What to work on. For each statement below, say yes or no as to whether it agrees with the reading guide for All Quiet on the Western Front, and quote the words of the reading guide that decide it. 1. The character list gives Kat's full name as Stanislaus Katczinsky. 2. Students have to annotate only the first chapter. 3. Students who buy their own copy must still use post-its.

***** Extract provided *****

Major Character List (make notes to help you remember who they are)
• Paul Bäumer
• Lt. Bertinck
• Detering
• Gérard Duval
• Kantorek
• Kat (Stanislaus Katczinsky)
• Franz Kemmerich
• Albert Kropp
• Müller
• Paul’s mother
• Tiedjen
• Tjaden
• Haie Westhus
Thematic Topics
• individual v. machine (questioning authority, tradition, social conventions)
• friendship/comradeship
• alienation and loneliness
Important Literary Techniques
• diction
• syntax
• point of view
• structure
• setting
• imagery
• symbolism
• irony
• figurative language
• tone
• mood
All Quiet on the Western Front – Reading Questions
You need to annotate every chapter (using post-its unless you purchase your own copy), as well as answer the reading questions for that chapter.
Chapter 1
1. How does the author “set the stage” at the beginning of the novel? What details in the opening chapter helped to make the setting especially vivid? WHY does the author do this at the beginning?

***** Extracted information *****

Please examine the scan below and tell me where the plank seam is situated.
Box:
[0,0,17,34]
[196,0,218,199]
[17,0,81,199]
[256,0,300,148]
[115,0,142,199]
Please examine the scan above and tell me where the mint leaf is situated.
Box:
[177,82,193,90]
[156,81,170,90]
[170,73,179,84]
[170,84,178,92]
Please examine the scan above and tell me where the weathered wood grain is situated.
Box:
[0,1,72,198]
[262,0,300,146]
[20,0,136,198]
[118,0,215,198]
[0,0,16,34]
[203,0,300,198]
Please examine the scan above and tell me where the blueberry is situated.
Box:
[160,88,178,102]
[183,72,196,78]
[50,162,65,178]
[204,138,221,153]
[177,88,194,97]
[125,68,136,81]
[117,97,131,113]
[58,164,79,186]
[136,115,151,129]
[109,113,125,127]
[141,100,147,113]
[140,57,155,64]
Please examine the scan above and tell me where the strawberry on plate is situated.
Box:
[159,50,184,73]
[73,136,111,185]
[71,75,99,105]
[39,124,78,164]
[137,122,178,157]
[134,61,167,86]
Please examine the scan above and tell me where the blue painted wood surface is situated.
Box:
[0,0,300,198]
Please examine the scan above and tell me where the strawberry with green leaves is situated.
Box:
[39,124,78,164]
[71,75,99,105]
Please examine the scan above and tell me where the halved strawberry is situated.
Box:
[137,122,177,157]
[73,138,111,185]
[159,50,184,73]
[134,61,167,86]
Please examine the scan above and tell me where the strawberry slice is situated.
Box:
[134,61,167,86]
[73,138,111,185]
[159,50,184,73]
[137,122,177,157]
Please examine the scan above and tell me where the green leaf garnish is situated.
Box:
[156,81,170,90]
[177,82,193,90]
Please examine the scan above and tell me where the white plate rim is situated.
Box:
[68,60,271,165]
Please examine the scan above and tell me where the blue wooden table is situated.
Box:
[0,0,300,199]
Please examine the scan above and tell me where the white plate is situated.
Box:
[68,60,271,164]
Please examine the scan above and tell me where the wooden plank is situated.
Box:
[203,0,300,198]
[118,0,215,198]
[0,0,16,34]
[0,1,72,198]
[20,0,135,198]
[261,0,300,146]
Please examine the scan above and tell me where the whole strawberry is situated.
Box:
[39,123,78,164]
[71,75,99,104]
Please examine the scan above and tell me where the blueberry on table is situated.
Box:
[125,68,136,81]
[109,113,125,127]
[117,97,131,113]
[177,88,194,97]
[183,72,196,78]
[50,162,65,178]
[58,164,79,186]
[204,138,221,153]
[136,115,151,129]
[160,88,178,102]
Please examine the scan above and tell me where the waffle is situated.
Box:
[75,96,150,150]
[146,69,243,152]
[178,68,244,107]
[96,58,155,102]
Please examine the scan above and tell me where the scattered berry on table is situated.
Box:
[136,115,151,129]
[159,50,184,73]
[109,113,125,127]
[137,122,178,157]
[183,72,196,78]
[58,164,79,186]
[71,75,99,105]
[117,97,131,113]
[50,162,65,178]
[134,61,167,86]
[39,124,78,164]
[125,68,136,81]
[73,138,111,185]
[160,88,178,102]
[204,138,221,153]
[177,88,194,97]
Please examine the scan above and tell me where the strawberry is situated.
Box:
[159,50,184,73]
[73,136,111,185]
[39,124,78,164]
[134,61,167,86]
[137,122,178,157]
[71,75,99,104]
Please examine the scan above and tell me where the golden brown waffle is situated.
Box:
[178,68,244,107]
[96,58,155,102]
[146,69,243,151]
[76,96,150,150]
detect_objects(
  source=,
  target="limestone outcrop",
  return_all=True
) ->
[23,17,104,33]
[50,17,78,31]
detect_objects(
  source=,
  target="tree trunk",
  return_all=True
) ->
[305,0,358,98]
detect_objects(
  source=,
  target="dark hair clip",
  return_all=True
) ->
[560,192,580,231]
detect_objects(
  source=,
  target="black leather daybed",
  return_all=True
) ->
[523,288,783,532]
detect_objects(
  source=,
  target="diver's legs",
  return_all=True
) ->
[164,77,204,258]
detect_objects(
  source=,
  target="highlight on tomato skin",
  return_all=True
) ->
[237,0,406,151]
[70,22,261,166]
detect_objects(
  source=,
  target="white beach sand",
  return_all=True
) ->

*****

Written reply.
1. Yes: "Kat (Stanislaus Katczinsky)"
2. No: "You need to annotate every chapter"
3. No: "using post-its unless you purchase your own copy"